> _WHAT YOU ARE ASKED TO DO_
A word-for-word repetition of the records beneath this task is the expected answer.

(Saved data entries)
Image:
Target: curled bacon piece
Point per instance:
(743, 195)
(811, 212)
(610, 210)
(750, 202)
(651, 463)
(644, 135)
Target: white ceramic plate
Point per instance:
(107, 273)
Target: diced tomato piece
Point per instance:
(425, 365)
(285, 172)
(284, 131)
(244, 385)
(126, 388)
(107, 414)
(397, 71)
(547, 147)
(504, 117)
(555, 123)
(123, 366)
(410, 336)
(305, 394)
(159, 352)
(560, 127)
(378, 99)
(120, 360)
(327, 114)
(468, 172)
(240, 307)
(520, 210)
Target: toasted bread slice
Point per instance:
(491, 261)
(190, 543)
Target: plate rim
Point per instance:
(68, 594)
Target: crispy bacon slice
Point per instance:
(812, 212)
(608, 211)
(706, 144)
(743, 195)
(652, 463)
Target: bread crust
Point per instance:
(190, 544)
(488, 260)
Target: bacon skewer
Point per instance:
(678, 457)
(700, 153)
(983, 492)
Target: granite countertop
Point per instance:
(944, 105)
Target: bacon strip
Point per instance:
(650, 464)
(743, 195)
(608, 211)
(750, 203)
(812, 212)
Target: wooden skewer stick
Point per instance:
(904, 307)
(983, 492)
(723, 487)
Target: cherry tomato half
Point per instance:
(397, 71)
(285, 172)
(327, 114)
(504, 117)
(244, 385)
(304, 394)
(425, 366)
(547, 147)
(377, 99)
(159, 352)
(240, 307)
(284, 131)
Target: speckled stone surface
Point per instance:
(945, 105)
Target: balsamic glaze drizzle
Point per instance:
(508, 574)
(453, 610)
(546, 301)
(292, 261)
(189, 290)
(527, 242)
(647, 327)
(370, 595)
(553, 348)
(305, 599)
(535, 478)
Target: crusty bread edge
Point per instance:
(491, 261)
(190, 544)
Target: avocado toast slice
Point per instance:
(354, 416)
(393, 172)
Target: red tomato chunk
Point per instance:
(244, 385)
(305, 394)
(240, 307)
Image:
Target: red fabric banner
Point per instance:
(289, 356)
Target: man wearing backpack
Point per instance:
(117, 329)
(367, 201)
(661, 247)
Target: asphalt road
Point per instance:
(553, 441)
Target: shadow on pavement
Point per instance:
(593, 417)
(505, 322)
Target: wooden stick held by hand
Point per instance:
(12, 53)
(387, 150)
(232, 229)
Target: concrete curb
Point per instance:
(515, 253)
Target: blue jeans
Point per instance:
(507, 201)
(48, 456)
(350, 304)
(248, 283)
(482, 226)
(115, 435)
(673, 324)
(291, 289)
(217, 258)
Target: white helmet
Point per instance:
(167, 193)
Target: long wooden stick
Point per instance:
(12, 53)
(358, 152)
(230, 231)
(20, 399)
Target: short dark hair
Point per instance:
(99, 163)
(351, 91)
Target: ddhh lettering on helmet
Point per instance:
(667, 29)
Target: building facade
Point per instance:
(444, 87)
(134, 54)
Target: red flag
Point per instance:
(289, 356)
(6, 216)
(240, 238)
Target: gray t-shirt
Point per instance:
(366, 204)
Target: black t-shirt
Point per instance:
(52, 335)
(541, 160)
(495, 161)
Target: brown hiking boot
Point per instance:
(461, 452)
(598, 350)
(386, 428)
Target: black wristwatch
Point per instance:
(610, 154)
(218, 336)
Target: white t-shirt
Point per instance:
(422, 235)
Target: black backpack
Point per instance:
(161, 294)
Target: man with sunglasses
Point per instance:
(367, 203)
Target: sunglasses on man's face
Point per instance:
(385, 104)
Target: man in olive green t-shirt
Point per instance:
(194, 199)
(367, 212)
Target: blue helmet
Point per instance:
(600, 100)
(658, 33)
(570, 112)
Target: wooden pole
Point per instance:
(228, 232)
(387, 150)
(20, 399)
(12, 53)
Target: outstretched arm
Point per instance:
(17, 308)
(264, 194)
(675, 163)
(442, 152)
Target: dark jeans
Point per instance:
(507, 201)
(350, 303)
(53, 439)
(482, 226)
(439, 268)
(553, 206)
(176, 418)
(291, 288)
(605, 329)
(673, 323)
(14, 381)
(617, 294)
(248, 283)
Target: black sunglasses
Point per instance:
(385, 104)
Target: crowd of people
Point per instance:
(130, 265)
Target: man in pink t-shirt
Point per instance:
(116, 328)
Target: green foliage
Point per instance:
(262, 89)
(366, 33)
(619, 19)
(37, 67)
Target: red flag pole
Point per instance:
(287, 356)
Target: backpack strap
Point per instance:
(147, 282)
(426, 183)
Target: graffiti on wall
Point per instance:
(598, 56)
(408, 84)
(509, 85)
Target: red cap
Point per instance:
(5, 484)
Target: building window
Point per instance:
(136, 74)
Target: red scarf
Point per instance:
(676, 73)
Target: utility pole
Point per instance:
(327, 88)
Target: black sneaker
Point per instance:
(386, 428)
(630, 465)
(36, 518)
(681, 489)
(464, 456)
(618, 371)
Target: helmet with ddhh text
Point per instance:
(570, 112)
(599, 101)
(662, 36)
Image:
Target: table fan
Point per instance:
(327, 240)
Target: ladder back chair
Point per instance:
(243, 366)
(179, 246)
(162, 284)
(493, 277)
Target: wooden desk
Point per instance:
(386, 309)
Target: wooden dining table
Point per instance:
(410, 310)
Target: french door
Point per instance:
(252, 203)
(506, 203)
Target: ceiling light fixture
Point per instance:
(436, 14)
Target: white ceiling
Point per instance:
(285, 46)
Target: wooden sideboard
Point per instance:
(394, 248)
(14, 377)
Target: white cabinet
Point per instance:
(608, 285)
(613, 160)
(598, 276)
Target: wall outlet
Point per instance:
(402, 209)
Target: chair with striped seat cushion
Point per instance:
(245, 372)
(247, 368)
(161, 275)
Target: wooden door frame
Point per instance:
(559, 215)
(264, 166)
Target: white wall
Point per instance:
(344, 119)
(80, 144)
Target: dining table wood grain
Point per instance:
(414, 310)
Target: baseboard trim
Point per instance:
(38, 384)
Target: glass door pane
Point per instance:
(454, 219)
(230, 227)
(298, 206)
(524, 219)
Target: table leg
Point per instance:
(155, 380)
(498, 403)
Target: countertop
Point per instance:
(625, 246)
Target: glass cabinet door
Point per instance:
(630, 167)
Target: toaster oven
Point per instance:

> _EXPECTED ANSWER_
Image:
Target: curled bacon piece
Point per instance:
(743, 195)
(811, 212)
(610, 210)
(750, 202)
(651, 463)
(644, 135)
Target: white ceramic plate
Point per instance:
(107, 273)
Target: diced tomato piece
Point per instance:
(425, 365)
(285, 172)
(284, 131)
(244, 385)
(126, 388)
(107, 414)
(397, 71)
(547, 147)
(504, 117)
(555, 123)
(123, 366)
(410, 336)
(305, 394)
(159, 352)
(560, 127)
(378, 99)
(120, 360)
(327, 114)
(468, 172)
(240, 307)
(520, 210)
Target: toasted bread slice
Point per instance:
(491, 261)
(190, 543)
Target: plate rim
Point per instance:
(68, 594)
Target: crispy bacon slice
Point per instance:
(812, 212)
(608, 211)
(706, 144)
(743, 195)
(652, 463)
Target: bread crust
Point per instance:
(190, 544)
(488, 260)
Target: bacon skewer
Point per instance:
(678, 457)
(700, 153)
(983, 492)
Target: granite countertop
Point per instance:
(944, 105)
Target: bacon strip
Point per instance:
(650, 464)
(743, 195)
(608, 211)
(750, 203)
(812, 212)
Target: wooden skewer stick
Point per instance:
(904, 307)
(983, 492)
(723, 487)
Target: cherry tomato half
Point per instance:
(397, 71)
(285, 172)
(327, 114)
(504, 117)
(244, 385)
(304, 394)
(425, 366)
(547, 147)
(377, 99)
(159, 352)
(240, 307)
(284, 131)
Target: speckled stone surface
Point per instance:
(945, 105)
Target: balsamic glaze drizzle
Point per instance:
(508, 574)
(453, 610)
(546, 301)
(292, 261)
(189, 290)
(527, 242)
(647, 327)
(370, 595)
(553, 348)
(305, 599)
(535, 478)
Target: crusty bread edge
Point per instance:
(491, 261)
(190, 544)
Target: avocado toast slice
Point per instance:
(354, 416)
(393, 172)
Target: red tomato chunk
Point per instance:
(244, 385)
(305, 394)
(240, 307)
Image:
Target: red fabric banner
Point per instance:
(289, 356)
Target: man wearing backpack
Point per instance:
(117, 329)
(367, 201)
(661, 247)
Target: asphalt road
Point per instance:
(553, 441)
Target: shadow on pavement
Point per instance:
(593, 417)
(505, 322)
Target: wooden stick held by hand
Point per instance:
(12, 53)
(387, 150)
(232, 229)
Target: concrete curb
Point per instance:
(515, 253)
Target: blue jeans
Point per instance:
(507, 201)
(48, 456)
(350, 304)
(248, 283)
(482, 226)
(115, 435)
(673, 324)
(291, 289)
(217, 258)
Target: white helmet
Point per instance:
(167, 193)
Target: long wooden stick
Point per instance:
(12, 53)
(358, 152)
(230, 231)
(20, 399)
Target: short dark hair
Point per instance:
(99, 163)
(351, 91)
Target: ddhh lettering on helmet
Point per instance:
(667, 29)
Target: building facade
Point per instance:
(444, 87)
(134, 54)
Target: red flag
Point per instance:
(289, 356)
(6, 216)
(240, 238)
Target: gray t-shirt
Point per instance:
(366, 204)
Target: black t-shirt
Point per instance:
(52, 335)
(541, 160)
(495, 161)
Target: brown hiking boot
Point per instance:
(461, 452)
(598, 350)
(386, 428)
Target: black wristwatch
Point per instance:
(610, 154)
(218, 336)
Target: white t-shirt
Point per instance:
(422, 235)
Target: black backpack
Point per instance:
(161, 294)
Target: man with sunglasses
Point per instance:
(367, 203)
Target: sunglasses on man's face
Point per instance:
(385, 104)
Target: man in olive green t-shirt
Point per instance:
(194, 199)
(367, 212)
Target: blue helmet
Point per instance:
(600, 100)
(658, 33)
(570, 112)
Target: wooden pole
Point per instance:
(228, 232)
(387, 150)
(20, 399)
(12, 53)
Target: outstretched arm
Point per instance:
(17, 308)
(264, 194)
(675, 163)
(442, 152)
Target: dark jeans
Point per instance:
(507, 201)
(350, 303)
(53, 439)
(482, 226)
(439, 268)
(553, 206)
(176, 418)
(291, 288)
(605, 329)
(673, 323)
(14, 381)
(617, 294)
(248, 283)
Target: black sunglasses
Point per instance:
(385, 104)
Target: crowd of people
Point per instance:
(130, 265)
Target: man in pink t-shirt
Point per instance:
(116, 328)
Target: green foliage
Point per instance:
(262, 89)
(366, 33)
(619, 19)
(37, 67)
Target: red flag pole
Point per instance:
(287, 356)
Target: backpack strap
Point per instance:
(147, 282)
(426, 183)
Target: graffiti on wall
Point per instance:
(598, 56)
(408, 84)
(509, 85)
Target: red cap
Point per instance:
(5, 484)
Target: building window
Point per instance:
(136, 74)
Target: red scarf
Point per instance:
(676, 73)
Target: utility pole
Point per instance:
(327, 88)
Target: black sneaker
Point per instance:
(386, 428)
(630, 465)
(36, 518)
(681, 489)
(464, 456)
(618, 371)
Target: helmet with ddhh text
Point per instance:
(570, 112)
(599, 101)
(662, 36)
Image:
Target: table fan
Point per instance:
(327, 240)
Target: ladder back chair
Point per instance:
(243, 366)
(179, 246)
(162, 284)
(493, 277)
Target: wooden desk
Point per instance:
(386, 309)
Target: wooden dining table
Point per instance:
(410, 310)
Target: french door
Point per instance:
(252, 203)
(506, 203)
Target: ceiling light fixture
Point per instance:
(436, 14)
Target: white ceiling
Point per instance:
(285, 46)
Target: wooden sideboard
Point per instance:
(394, 248)
(14, 377)
Target: white cabinet
Point per instance:
(608, 285)
(613, 160)
(598, 276)
Target: wall outlet
Point per instance:
(402, 209)
Target: chair with striped seat cushion
Point per instance:
(245, 372)
(247, 368)
(161, 275)
Target: wooden door frame
Point per instance:
(559, 215)
(264, 166)
Target: white wall
Point per instance:
(344, 119)
(80, 144)
Target: dining table wood grain
Point per instance:
(414, 310)
Target: baseboard trim
Point per instance:
(38, 384)
Target: glass door pane
Point per instance:
(454, 219)
(230, 227)
(298, 206)
(524, 219)
Target: table leg
Point per instance:
(155, 380)
(498, 403)
Target: countertop
Point per instance:
(625, 246)
Target: glass cabinet door
Point per instance:
(630, 167)
Target: toaster oven
Point per instance:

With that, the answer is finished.